▸ **Work required**: Gather every line of the records below that contains the word "armor", and copy each of those lines in full.
+++ Input material
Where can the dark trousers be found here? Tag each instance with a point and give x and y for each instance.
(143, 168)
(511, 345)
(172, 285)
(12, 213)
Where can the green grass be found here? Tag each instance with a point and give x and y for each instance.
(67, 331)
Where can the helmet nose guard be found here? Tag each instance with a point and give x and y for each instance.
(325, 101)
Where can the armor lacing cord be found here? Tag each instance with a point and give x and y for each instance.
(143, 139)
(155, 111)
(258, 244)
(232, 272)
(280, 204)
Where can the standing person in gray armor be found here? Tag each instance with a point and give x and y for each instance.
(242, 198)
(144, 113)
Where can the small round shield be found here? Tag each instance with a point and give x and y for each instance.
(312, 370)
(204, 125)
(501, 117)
++++++
+++ Input material
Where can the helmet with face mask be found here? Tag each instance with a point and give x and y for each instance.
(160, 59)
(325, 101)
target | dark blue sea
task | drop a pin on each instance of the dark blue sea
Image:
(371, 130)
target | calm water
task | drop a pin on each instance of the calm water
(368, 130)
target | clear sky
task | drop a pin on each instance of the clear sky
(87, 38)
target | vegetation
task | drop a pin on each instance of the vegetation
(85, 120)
++++++
▸ **The completed task**:
Where can the armor lacing cord be found here? Tag each instance with a point and give x and y for each instance.
Where can the standing person in gray armor be found here? Tag each instance with a point and give x and y for each instance.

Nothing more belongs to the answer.